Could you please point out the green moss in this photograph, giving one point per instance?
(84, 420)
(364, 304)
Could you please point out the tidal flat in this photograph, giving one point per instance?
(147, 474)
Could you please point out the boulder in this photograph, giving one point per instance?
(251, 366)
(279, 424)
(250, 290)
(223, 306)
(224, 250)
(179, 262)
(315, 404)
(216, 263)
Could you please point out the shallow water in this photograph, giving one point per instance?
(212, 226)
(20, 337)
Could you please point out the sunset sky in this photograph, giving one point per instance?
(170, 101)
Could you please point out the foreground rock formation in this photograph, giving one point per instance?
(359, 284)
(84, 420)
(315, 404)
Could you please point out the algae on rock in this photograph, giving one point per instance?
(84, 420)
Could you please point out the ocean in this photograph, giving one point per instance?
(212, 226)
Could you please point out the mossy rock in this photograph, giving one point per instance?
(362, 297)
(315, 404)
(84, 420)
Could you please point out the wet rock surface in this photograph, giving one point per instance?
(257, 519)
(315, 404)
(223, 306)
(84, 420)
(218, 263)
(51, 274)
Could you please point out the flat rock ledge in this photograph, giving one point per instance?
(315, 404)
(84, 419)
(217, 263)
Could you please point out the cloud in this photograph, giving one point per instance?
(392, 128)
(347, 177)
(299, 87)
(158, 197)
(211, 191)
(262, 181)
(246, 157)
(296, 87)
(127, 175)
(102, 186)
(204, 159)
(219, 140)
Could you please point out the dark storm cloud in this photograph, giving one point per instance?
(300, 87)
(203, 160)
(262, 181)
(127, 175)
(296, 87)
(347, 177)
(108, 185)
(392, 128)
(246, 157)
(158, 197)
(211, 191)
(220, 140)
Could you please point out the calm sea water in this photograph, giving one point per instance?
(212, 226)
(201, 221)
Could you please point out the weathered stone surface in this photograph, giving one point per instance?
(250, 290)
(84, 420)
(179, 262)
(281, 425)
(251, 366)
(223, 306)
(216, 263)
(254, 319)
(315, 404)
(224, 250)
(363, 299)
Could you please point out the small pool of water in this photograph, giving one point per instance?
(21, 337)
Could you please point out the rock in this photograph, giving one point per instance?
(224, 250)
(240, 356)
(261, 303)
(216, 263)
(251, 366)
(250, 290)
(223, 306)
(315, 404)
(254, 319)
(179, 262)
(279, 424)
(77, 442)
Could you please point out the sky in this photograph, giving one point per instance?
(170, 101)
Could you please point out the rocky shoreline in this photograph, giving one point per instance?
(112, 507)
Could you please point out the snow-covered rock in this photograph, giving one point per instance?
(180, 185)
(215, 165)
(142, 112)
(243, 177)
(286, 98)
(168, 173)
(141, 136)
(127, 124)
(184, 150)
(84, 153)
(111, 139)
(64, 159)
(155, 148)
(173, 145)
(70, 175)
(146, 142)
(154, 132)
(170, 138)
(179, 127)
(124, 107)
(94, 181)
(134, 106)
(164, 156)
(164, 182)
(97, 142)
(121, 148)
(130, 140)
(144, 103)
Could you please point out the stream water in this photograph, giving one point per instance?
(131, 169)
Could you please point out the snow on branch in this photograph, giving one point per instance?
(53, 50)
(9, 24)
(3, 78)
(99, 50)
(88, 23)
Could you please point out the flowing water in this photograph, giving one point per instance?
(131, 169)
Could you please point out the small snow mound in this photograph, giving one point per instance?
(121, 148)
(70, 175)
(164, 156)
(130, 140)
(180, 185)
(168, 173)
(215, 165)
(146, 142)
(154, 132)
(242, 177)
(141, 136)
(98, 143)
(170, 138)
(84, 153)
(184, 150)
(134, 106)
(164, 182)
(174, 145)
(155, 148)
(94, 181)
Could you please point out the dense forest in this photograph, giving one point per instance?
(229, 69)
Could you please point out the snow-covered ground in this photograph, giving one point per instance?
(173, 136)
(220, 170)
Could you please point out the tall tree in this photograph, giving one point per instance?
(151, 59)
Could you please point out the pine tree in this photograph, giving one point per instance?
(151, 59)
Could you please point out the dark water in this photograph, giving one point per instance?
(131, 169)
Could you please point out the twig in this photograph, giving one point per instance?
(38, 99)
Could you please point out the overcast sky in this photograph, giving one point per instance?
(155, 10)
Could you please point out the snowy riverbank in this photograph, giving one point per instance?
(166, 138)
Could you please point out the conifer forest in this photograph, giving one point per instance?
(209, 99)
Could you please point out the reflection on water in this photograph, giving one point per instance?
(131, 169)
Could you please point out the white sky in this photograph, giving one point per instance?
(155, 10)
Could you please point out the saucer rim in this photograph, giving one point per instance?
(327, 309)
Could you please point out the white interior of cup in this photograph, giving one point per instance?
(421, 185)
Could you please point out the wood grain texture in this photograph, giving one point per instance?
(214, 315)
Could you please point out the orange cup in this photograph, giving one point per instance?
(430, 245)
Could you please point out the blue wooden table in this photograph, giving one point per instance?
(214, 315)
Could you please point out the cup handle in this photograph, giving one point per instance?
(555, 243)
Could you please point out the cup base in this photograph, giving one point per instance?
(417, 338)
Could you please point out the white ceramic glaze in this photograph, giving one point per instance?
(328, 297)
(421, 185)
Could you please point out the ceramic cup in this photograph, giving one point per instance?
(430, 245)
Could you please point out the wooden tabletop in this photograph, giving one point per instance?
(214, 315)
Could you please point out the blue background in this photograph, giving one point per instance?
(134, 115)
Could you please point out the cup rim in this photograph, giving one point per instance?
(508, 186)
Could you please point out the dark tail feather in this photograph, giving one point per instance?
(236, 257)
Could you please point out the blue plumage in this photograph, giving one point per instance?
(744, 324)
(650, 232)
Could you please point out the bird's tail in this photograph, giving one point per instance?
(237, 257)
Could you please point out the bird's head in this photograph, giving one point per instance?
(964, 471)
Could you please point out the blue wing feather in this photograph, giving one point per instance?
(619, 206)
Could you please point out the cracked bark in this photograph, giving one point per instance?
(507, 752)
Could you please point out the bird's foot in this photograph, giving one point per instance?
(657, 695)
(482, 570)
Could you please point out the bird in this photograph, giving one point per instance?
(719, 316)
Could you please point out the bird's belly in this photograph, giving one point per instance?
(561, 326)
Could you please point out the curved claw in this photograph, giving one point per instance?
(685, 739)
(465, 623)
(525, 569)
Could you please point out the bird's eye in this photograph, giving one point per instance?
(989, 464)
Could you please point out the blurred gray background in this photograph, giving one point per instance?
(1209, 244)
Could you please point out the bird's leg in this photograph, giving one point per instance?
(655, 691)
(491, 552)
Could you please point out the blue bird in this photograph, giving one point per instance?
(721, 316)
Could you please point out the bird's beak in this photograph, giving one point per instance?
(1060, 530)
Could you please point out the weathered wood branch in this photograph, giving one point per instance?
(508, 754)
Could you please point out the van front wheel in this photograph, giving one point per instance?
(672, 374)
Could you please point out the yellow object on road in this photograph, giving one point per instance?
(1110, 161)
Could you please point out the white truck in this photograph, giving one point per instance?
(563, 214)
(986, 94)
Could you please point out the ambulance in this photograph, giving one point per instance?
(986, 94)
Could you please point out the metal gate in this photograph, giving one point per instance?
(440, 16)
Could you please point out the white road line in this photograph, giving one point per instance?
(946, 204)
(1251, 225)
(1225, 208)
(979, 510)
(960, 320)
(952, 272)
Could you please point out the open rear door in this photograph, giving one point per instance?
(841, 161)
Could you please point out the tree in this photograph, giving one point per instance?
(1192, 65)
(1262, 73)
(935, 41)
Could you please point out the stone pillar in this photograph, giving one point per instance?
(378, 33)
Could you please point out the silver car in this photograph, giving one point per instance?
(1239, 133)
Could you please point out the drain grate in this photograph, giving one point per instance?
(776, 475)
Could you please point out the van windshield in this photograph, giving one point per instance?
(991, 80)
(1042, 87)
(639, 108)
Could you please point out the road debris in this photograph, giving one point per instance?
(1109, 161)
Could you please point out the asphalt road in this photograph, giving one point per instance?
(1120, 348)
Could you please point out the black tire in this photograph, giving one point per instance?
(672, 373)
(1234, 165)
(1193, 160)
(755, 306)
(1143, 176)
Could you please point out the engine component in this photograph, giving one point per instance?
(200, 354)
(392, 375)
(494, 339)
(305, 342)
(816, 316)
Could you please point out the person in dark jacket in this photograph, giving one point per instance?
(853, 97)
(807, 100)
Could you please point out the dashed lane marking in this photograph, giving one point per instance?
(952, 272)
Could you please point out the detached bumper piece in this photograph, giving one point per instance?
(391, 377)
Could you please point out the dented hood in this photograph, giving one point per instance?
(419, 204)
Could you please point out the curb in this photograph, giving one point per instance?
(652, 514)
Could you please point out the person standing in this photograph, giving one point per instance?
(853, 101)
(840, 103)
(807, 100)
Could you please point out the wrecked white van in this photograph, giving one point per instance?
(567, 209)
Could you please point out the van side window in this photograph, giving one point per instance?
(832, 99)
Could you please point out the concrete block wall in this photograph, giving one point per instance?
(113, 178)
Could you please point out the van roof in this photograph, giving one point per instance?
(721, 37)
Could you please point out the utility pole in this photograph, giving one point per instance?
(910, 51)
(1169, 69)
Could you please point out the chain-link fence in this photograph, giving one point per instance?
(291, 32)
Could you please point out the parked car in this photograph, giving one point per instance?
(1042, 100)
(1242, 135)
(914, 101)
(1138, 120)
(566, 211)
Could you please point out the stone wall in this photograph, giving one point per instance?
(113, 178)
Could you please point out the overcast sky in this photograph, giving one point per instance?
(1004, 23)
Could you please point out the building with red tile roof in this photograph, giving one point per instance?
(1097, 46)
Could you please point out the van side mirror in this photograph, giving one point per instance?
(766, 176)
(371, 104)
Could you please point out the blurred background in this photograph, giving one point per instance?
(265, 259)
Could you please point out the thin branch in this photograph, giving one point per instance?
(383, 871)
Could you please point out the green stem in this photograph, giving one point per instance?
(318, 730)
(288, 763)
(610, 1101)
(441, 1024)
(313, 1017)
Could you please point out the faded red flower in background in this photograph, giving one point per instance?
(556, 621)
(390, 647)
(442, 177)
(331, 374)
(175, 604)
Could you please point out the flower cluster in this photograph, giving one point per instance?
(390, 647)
────────────────
*Task objective*. Your task is to transcribe the line containing "Could you please point out the detached" and every line after it, through the last line of the data, exactly as written and with nothing more.

*Answer to this task*.
Could you please point out the detached bumper piece in this photograph, giving one point per instance?
(391, 377)
Could you please point out the dented hood in this photograph, giving one point per instance?
(419, 204)
Could you please point out the curb in this photograph, giving one point per instance?
(652, 514)
Could you please point out the person standing in this photograph, giving one point per instance?
(853, 101)
(840, 103)
(807, 100)
Could you please point out the wrecked white van in this photograph, giving one point per instance?
(567, 209)
Could you please point out the van side window in this photograph, giving one point per instance?
(832, 99)
Could you please point out the concrete block wall in this photograph, giving one point per instance?
(113, 178)
Could you please point out the van roof in this photograph, giving one point per instance?
(721, 37)
Could you please point out the utility pole in this photograph, giving one point per instance?
(910, 51)
(1169, 69)
Could you please point out the chain-link fence in this photograph, giving one point per instance?
(291, 32)
Could you please point out the parked car in this photograph, giving one point per instance?
(1042, 100)
(1242, 135)
(914, 101)
(1138, 120)
(566, 211)
Could you please point out the stone wall in this photograph, giving one point per instance?
(113, 178)
Could you please point out the overcast sky in this photograph, giving one point per instance?
(1004, 23)
Could you please point out the building with red tile roof in this photograph, giving one point per instance?
(1097, 46)
Could you please point out the van side mirror in this photograph, giving one point per instance?
(766, 176)
(371, 104)
Could you please point out the blurred background in this photograph, giving one point per instance?
(265, 259)
Could you please point out the thin branch in this photograph, giving one point per instance?
(383, 871)
Could you please point out the green stem in this photograph, giving one point per instance?
(318, 730)
(288, 763)
(610, 1101)
(441, 1024)
(313, 1017)
Could you please point out the faded red flower in background in this photograph, giving one point per instance?
(556, 621)
(390, 647)
(442, 177)
(331, 374)
(175, 604)
Could you please point out the flower cluster in this photograph, giving one point per instance?
(390, 647)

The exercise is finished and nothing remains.